— WHAT TO WORK ON —
Copy the following lines word for word.

[Start DATA PROVIDED]

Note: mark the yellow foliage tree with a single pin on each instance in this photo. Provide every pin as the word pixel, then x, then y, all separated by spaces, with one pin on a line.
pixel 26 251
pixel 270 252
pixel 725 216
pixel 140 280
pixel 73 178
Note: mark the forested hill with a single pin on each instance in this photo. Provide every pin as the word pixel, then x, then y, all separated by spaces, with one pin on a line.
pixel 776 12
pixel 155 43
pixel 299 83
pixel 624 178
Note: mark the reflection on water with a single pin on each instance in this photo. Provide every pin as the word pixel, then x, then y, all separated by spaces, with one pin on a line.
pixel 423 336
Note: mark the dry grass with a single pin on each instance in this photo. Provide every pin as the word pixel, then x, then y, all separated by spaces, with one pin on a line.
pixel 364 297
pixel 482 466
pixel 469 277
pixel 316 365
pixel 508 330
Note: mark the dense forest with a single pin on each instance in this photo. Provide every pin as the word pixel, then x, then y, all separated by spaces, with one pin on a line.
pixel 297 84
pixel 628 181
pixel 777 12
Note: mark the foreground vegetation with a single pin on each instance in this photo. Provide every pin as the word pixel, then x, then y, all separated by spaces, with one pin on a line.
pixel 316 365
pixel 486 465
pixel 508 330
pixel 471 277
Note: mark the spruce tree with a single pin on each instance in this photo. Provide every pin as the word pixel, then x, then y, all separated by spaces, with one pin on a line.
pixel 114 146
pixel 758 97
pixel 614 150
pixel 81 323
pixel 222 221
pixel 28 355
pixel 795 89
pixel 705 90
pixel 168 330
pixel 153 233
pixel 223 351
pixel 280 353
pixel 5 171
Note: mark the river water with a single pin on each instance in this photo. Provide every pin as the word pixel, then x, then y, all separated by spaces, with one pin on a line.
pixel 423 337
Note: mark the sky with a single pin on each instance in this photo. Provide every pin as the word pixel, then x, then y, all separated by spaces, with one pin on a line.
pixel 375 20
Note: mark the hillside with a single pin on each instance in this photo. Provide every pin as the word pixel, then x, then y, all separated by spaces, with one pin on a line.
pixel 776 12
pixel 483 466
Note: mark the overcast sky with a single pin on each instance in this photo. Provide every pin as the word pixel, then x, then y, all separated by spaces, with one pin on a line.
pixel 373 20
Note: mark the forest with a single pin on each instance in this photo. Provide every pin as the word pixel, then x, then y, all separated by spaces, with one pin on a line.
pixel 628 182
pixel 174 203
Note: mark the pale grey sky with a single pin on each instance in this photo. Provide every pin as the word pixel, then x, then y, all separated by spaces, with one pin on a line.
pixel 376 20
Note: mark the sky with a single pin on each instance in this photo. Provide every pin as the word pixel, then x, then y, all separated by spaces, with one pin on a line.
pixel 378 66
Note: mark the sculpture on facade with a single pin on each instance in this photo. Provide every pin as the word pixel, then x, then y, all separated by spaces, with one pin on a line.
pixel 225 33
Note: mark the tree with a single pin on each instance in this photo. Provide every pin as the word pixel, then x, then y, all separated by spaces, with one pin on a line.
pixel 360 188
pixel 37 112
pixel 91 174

[End DATA PROVIDED]

— TASK SOLUTION —
Note: mark the yellow foliage tree with a single pin on each instance in this photo. Provide every pin as the word pixel, then x, then y, all separated by spaces, with one pin on a line.
pixel 26 251
pixel 270 252
pixel 725 216
pixel 140 280
pixel 73 178
Note: mark the forested hill with a single pin on each instance in this photo. Provide every pin as the word pixel, then x, then y, all separated by spaces, with one pin on a line.
pixel 776 12
pixel 155 43
pixel 299 83
pixel 624 178
Note: mark the reflection on water with a single pin on each instance in this photo. Provide every pin as the word pixel, then x, then y, all separated by spaces, with one pin on a line.
pixel 423 336
Note: mark the dry grass with a single pin on each instance in this photo. Provide every pin as the word pixel, then x, then y, all separated by spaces, with one pin on a line.
pixel 364 297
pixel 482 466
pixel 469 277
pixel 316 365
pixel 508 330
Note: mark the dense forest with a single pin on each instance in this photo. Provide every pin as the word pixel, then x, then y, all separated by spaces, with one pin on a line.
pixel 297 84
pixel 628 181
pixel 777 12
Note: mark the foreground vegetation with a single pin on each instance in this photo. Provide every pin as the word pixel, then x, then y, all separated by spaces, with one pin on a line.
pixel 316 365
pixel 486 465
pixel 508 330
pixel 471 277
Note: mark the spruce tree with a single pin on each instance in this photo. Provide every pin as the word pixel, then x, then y, all separated by spaces, with one pin on a line.
pixel 114 146
pixel 758 97
pixel 614 150
pixel 81 323
pixel 222 221
pixel 28 355
pixel 795 89
pixel 705 90
pixel 168 330
pixel 153 233
pixel 223 351
pixel 280 353
pixel 5 171
Note: mark the river water with a single pin on each instance in this photo. Provide every pin as the word pixel, then x, then y, all separated by spaces, with one pin on a line.
pixel 423 337
Note: mark the sky with a single pin on each instance in this photo. Provide every pin as the word pixel, then x, then y, all separated by spaces, with one pin on a line.
pixel 375 20
Note: mark the hillside with a single pin on each instance in this photo. Provide every pin as the word pixel, then x, then y, all separated by spaces, with one pin on a line.
pixel 776 12
pixel 483 466
Note: mark the overcast sky with a single pin on each instance in this photo. Provide every pin as the word pixel, then x, then y, all separated by spaces, with one pin on a line.
pixel 373 20
Note: mark the forest with a single pin on each instance in this photo. Provide every pin as the word pixel, then x, then y, all separated by spaces, with one pin on a line.
pixel 628 182
pixel 174 203
Note: mark the pale grey sky with a single pin on each instance in this photo. Provide every pin as the word pixel, then x, then y, all separated by spaces, with one pin on a line.
pixel 376 20
Note: mark the sky with a single pin on each instance in this photo. Provide every pin as the word pixel, then x, then y, all separated by spaces, with one pin on a line.
pixel 378 66
Note: mark the sculpture on facade with a single pin on each instance in this photo. Provide every pin as the word pixel, then x, then y, all separated by spaces, with one pin on a line.
pixel 225 33
Note: mark the tree with a single pin on each instance in this photo. Provide every pin as the word pixel, then x, then y, all separated by spaces, with one pin on a line.
pixel 360 188
pixel 37 112
pixel 91 174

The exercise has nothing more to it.